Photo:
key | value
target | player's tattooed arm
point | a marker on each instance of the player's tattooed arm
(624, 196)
════════
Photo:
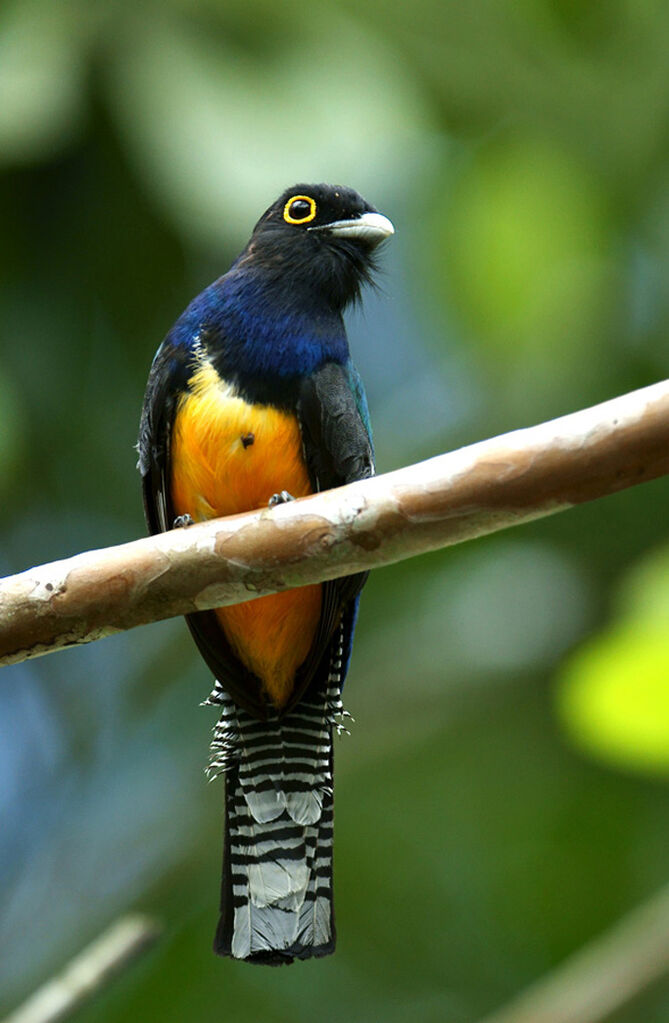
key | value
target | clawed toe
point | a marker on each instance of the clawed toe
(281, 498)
════════
- **Tugas yang Diberikan**
Saring entri di atas dan salin setiap baris yang mengandung kata "marker".

- **Jawaban Tugas**
point | a marker on each instance of the player's tattooed arm
point | a marker on each instance of the clawed toe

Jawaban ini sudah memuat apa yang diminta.